### Description of the task
Duplicate the passage from the book review word for word, everything from "Author: Dr. Jasbir" down to "for those movements.".
[Extracted text Boundary: Start]
Author: Dr. Jasbir Singh Sarna & Diljit Singh Bedi
Publisher: Dharam Parchar Committee, Amritsar
Pages : 400; Price: Rs. 150/-
Religion and religious places play vital role in every aspect of our life. Religion remains the most important element in character building. Historians, philosophers or social scientists agree that places of worship, throughout the human history have been pre-dominant factor in determining the human behavior and have always shaped human life in many ways. Gurdwara is a Sikh place of worship, including recitation, singing of Gurbani, and explication of scripture, community kitchen and usually a school. These Gurdwaras have also played a significant role in the progress of Sikh community. History is witness that all the movements whether social, political and religious started from the Gurdwaras thus becoming a unifying force for those movements.
[Extracted text Boundary: End]
[Data supplied Boundary: Start]
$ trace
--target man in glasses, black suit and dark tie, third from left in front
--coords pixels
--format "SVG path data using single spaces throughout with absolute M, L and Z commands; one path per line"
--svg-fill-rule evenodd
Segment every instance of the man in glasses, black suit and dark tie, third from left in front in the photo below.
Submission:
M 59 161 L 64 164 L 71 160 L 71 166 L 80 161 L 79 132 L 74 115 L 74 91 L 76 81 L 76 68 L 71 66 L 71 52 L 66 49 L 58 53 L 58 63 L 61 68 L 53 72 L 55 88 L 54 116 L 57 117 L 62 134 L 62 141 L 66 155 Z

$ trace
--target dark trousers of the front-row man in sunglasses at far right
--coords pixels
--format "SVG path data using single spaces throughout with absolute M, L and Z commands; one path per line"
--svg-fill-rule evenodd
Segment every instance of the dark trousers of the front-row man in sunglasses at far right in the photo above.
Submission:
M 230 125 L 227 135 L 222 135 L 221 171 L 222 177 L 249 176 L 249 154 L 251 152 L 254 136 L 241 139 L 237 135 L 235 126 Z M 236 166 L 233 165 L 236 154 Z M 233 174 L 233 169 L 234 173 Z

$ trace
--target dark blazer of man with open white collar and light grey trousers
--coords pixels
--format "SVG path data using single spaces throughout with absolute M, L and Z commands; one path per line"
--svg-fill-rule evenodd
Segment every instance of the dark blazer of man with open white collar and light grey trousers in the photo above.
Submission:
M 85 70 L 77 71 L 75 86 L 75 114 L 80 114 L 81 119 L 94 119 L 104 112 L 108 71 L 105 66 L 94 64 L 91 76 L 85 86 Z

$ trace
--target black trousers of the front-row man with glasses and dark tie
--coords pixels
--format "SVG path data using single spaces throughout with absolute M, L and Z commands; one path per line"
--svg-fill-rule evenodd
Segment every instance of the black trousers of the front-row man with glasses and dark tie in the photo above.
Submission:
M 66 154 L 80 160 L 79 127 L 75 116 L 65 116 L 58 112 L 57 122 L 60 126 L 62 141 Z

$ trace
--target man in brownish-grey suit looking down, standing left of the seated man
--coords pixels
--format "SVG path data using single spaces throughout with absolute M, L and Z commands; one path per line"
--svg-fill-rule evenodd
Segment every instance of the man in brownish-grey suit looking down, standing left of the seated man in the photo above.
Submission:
[Data supplied Boundary: End]
### Written response
Author: Dr. Jasbir Singh Sarna & Diljit Singh Bedi
Publisher: Dharam Parchar Committee, Amritsar
Pages : 400; Price: Rs. 150/-
Religion and religious places play vital role in every aspect of our life. Religion remains the most important element in character building. Historians, philosophers or social scientists agree that places of worship, throughout the human history have been pre-dominant factor in determining the human behavior and have always shaped human life in many ways. Gurdwara is a Sikh place of worship, including recitation, singing of Gurbani, and explication of scripture, community kitchen and usually a school. These Gurdwaras have also played a significant role in the progress of Sikh community. History is witness that all the movements whether social, political and religious started from the Gurdwaras thus becoming a unifying force for those movements.